▸ **Excerpt**:
*****
THE New Year is in, tides are changing and the ringgit is recovering from the past two year’s extreme blues.
The long-awaited reprieve has finally come for certain consumer companies that import intermediary goods for their production cycle.
Foreigners who have taken advantage by accumulating and buying into the equity and/or bond market when the ringgit was at a weaker level last year, would be firmly in the money now.
Analysts see the local currency as now being on a cruise control climb mode moving to new highs in the past week and possibly in the near future.
They note that the foreign buyers would see two-way gains and would be able to realise their gains if they choose to.
“If they liquidate and take the money out they will realise the gains and benefit. Last year the ringgit strengthened by almost 10.4%. Ringgit already broke the crucial 4.00 level, assuming that they make money from the market and take it out, they will also pay less to convert to US dollar,” Socio Economic Research Centre’s executive director Lee Heng Guie tells StarBizWeek.
The ringgit had seen a gain of 0.64% after we entered the New Year, adding to its gains that was achieved in the past two months of 5.63%.
Currency strategists agree that the next crucial psychological mark would be the 3.80 level that is the infamous currency peg level some years after the 1997 Asian Financial Crisis.
The recovering oil prices with the lifting of equity markets due to strong global sentiment aided gains in the ringgit, Lee says.
The FBM KLCI saw a strong upward move as investors celebrated Christmas and ushered in the New Year thereafter.
The benchmark index had gained some 4.6% since Dec 19 to yesterday’s close at 1,817.97.
Meanwhile, the other companies that will stand to gain are consumer-driven companies especially those that have imported intermediary goods to manufacture or complete end products.
Lee says the strengthening ringgit, if it is sustained, would eventually help to boost the consumer sentiment index (CSI).
*****
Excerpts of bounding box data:

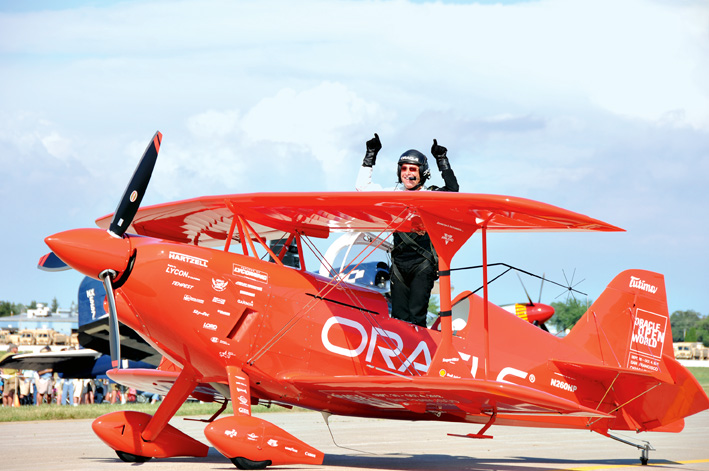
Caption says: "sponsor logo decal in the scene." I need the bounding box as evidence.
[202,322,217,330]
[169,251,207,268]
[212,278,229,293]
[182,294,204,304]
[232,263,268,283]
[172,280,194,289]
[86,288,96,320]
[551,378,577,392]
[630,275,657,294]
[234,281,263,291]
[628,309,668,371]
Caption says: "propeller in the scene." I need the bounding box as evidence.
[40,131,162,368]
[108,131,162,237]
[515,272,554,332]
[554,268,587,303]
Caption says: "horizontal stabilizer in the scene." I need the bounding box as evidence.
[37,252,71,271]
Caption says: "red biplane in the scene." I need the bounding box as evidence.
[46,133,709,469]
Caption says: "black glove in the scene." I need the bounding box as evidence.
[362,133,382,167]
[431,139,451,172]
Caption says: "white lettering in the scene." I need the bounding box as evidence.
[321,316,369,358]
[630,275,657,294]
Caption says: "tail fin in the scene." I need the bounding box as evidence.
[564,270,709,431]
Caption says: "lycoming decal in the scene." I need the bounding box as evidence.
[232,263,268,283]
[165,263,199,281]
[169,252,207,268]
[630,275,657,294]
[551,378,577,392]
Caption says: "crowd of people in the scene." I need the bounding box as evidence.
[0,345,159,407]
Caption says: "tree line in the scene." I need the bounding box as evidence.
[549,298,709,347]
[0,298,61,317]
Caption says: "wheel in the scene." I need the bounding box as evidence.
[116,450,152,463]
[231,456,272,469]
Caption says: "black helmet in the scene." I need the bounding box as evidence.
[396,149,431,185]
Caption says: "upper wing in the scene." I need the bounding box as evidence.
[96,191,622,245]
[284,375,609,417]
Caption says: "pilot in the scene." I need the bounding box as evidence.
[355,133,458,327]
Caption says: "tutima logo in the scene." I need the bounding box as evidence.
[232,263,268,283]
[630,275,657,294]
[169,252,207,268]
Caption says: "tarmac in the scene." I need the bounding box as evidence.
[0,411,709,471]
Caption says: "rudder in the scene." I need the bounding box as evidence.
[564,270,709,432]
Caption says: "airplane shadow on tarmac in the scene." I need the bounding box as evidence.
[323,454,664,471]
[81,448,678,471]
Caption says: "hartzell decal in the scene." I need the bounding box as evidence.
[232,263,268,283]
[169,252,207,268]
[629,275,657,294]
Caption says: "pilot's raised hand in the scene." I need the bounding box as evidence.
[431,139,451,172]
[362,133,382,167]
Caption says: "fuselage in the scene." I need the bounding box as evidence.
[112,237,602,425]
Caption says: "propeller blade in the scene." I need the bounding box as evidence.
[37,252,71,271]
[99,270,121,368]
[515,272,534,306]
[537,273,546,303]
[108,131,162,237]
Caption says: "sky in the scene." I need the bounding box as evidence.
[0,0,709,315]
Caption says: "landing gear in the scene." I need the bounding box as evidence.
[116,450,151,463]
[607,433,655,466]
[231,456,271,469]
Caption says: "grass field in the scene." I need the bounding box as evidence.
[0,368,709,422]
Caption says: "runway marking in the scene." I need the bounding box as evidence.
[549,459,709,471]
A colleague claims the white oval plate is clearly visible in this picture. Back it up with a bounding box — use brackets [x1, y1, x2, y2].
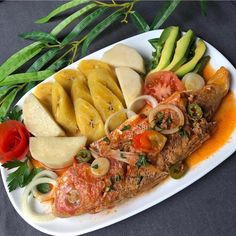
[1, 30, 236, 236]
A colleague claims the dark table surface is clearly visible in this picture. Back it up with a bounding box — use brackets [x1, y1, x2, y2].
[0, 1, 236, 236]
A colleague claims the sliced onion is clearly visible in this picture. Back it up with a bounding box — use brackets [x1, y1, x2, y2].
[105, 109, 137, 135]
[128, 95, 158, 111]
[22, 177, 57, 222]
[105, 150, 139, 166]
[32, 170, 57, 202]
[148, 104, 184, 134]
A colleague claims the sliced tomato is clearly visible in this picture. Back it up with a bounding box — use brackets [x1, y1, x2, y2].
[133, 130, 166, 152]
[0, 120, 29, 163]
[144, 71, 184, 102]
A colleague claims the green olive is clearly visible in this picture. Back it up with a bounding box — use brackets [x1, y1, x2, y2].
[188, 103, 203, 120]
[169, 162, 187, 179]
[76, 149, 92, 162]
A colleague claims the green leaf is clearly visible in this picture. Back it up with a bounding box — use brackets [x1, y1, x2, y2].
[2, 160, 24, 170]
[151, 0, 181, 29]
[2, 159, 42, 192]
[62, 7, 108, 45]
[0, 85, 16, 99]
[0, 42, 44, 81]
[199, 0, 207, 16]
[7, 162, 30, 192]
[35, 0, 90, 24]
[51, 3, 96, 35]
[0, 88, 19, 120]
[1, 106, 22, 121]
[47, 58, 69, 72]
[81, 10, 123, 57]
[0, 70, 53, 86]
[130, 11, 150, 33]
[21, 81, 37, 96]
[135, 154, 148, 168]
[27, 48, 60, 72]
[19, 31, 58, 44]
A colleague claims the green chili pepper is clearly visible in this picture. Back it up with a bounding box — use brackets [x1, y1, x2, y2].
[188, 103, 203, 120]
[76, 149, 92, 162]
[169, 162, 187, 179]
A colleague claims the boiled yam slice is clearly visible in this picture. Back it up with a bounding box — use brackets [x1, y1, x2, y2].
[102, 44, 145, 74]
[23, 93, 65, 136]
[29, 136, 87, 169]
[115, 67, 143, 107]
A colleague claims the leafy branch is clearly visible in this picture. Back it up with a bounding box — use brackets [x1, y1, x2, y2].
[0, 0, 206, 120]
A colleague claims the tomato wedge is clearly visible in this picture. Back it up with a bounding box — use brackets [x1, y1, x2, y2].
[144, 71, 185, 102]
[0, 120, 30, 163]
[133, 130, 166, 152]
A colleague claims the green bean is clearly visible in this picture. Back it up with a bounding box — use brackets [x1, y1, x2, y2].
[27, 48, 59, 72]
[35, 0, 90, 24]
[81, 10, 123, 57]
[51, 3, 96, 36]
[151, 0, 181, 29]
[0, 42, 43, 82]
[0, 88, 19, 119]
[19, 31, 58, 44]
[130, 11, 150, 33]
[0, 70, 53, 86]
[62, 7, 108, 45]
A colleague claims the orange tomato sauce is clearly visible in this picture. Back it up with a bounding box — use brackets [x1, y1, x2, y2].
[30, 158, 69, 176]
[186, 64, 236, 167]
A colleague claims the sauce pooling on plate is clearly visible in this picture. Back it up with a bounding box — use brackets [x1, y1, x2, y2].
[186, 64, 236, 167]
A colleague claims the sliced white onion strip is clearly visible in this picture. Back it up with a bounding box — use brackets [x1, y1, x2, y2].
[128, 95, 158, 111]
[32, 170, 57, 202]
[104, 109, 137, 135]
[21, 177, 57, 222]
[148, 104, 184, 134]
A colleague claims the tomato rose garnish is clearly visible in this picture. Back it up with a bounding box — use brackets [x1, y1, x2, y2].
[0, 120, 30, 163]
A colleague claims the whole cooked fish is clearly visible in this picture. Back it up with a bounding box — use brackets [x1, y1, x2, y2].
[53, 67, 229, 217]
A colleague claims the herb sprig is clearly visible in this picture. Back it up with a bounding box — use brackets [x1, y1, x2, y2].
[0, 0, 206, 120]
[2, 159, 42, 192]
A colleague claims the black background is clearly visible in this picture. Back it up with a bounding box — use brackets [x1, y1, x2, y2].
[0, 1, 236, 236]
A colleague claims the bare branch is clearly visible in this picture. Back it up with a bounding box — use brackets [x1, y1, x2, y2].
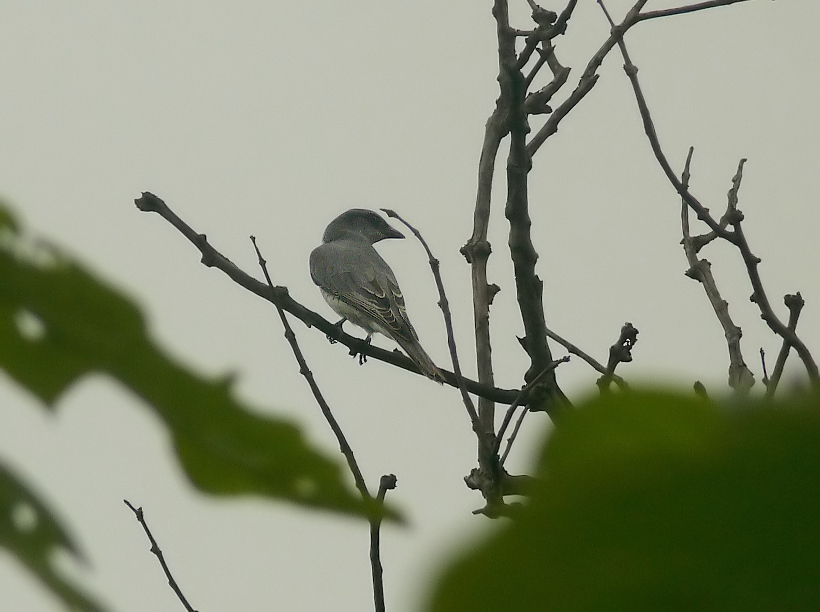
[638, 0, 748, 21]
[596, 321, 638, 394]
[493, 0, 566, 420]
[134, 192, 518, 404]
[760, 291, 806, 398]
[122, 499, 197, 612]
[370, 474, 397, 612]
[598, 0, 820, 385]
[382, 208, 485, 442]
[251, 236, 396, 612]
[681, 148, 755, 395]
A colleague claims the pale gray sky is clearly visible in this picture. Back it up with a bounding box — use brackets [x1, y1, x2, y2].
[0, 0, 820, 612]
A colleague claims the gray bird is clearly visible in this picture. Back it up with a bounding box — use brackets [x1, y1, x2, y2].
[310, 208, 444, 382]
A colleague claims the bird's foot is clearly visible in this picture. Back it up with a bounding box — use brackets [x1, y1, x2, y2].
[350, 334, 371, 365]
[325, 318, 347, 344]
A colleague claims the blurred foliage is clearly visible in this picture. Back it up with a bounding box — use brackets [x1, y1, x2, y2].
[0, 205, 381, 610]
[431, 392, 820, 612]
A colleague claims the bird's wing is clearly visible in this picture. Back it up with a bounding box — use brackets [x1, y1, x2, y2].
[310, 240, 418, 341]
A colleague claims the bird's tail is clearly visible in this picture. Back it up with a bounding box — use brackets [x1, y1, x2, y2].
[397, 339, 444, 384]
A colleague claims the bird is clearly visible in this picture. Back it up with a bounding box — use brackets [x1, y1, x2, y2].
[310, 208, 444, 383]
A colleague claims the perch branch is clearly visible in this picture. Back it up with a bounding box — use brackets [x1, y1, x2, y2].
[134, 192, 518, 404]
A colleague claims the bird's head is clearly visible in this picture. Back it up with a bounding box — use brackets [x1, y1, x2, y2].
[322, 208, 404, 244]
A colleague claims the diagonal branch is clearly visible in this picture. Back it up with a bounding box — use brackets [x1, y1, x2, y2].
[681, 147, 755, 395]
[134, 192, 518, 404]
[638, 0, 748, 21]
[598, 0, 820, 385]
[760, 291, 806, 398]
[251, 236, 396, 612]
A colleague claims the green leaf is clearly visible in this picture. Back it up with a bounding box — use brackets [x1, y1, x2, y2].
[431, 392, 820, 612]
[0, 463, 104, 612]
[0, 204, 383, 516]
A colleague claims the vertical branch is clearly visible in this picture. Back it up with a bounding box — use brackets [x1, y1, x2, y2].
[461, 106, 506, 440]
[495, 0, 563, 420]
[681, 147, 755, 395]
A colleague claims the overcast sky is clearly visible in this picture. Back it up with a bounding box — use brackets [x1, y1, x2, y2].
[0, 0, 820, 612]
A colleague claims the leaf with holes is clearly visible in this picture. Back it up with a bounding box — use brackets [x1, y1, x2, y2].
[0, 464, 104, 612]
[0, 203, 388, 517]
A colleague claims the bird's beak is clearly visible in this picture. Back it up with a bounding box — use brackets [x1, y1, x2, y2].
[385, 227, 404, 238]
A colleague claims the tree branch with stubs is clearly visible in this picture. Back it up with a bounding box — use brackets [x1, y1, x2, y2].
[125, 0, 820, 610]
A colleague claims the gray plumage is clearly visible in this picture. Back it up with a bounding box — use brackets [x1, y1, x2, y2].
[310, 208, 444, 382]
*****
▸ **Aim 1**:
In the ringgit article, which level do currency strategists name as the next crucial psychological mark?
▸ **Aim 2**:
Continue the article about the ringgit's recovery, starting right after its last sentence.
This material has no role in what is asked here.

▸ **Written reply 1**:
The 3.80 level.

▸ **Written reply 2**:
In the latest reported third quarter of 2017, the Malaysian Institute of Economic Research (Mier) said the CSI continued to remain weak with the index having retreated further to 77.1.
“Anxieties over higher prices grow and (there are) burly spending plans amid waning incomes and jobs,” the Mier said at the release of third quarter CSI figures then.
Any CSI level below the 100 indicates weakness on the consumer front.
Lee says he is hopeful the stronger ringgit would help eventually translate to additional cost savings to the consumer in the form of lower prices.
Meanwhile, MIDF Research’s consumer stocks analyst Nabil Fithri says not all consumer companies would automatically gain from the strengthening ringgit.
He notes that the gainers among the consumer companies would mainly be those which derive their sales from the local market and have imported intermediary goods in the supply chain.
“On average, the companies that import their raw materials lock in the prices through forward contracts for the upcoming six months. So, if there are any gains to their profit margins, it would be seen in the second half of the year,” he says.
Among the companies that stand to gain from this trend are the major consumer food companies such as Fraser & Neave Holdings Bhd (F&N), Nestle (M) Bhd and Dutch Lady Milk Industries Bhd.
All three stocks have been making strong gains in their share prices last year despite their high base.
Observers note that a common theme today that belies these stocks are that they derive their sales from the local market, with minimal or zero exports. Hence they will benefit from strong gains should the local currency appreciate further.
“Their raw materials that form a big part of their production are ingredients such as milk, coffee and sugar which are not readily available locally. They need to be imported and these are denominated in US dollar,” an analyst with a local research outfit says.
Two of those stocks that were mentioned above topped the gainers list on Friday: Nestle rising by RM1.20 to a new historical high of RM103.80 and F&N hitting an all-time high of RM27.82.
Investors may also want to train their sights on the smaller-capitalised consumer stocks some of which had been at a disadvantage earlier due to the weakened ringgit.
The stocks in this space include Apollo Food Holdings Bhd, Hup Seng Industries and Berjaya Food Bhd.
Apollo Food, the maker of packaged confectionery products see a big part of their sales being derived locally and their food is usually stocked in the school canteens.
The stock is trading at a current price to earnings ratio (PER) of 23.6 times and forward financial year 2018 ending April 30 (FY18) PER of 18.96 times.
The company’s second quarter profit had dropped by 11.1% to RM3.82mil primarily due to the lower ringgit then compared to the same quarter a year ago.
When the ringgit was trading above the 4.00 level then, the company had said in its prospectus that its operating environment was more challenging due to the increase in costs of raw materials.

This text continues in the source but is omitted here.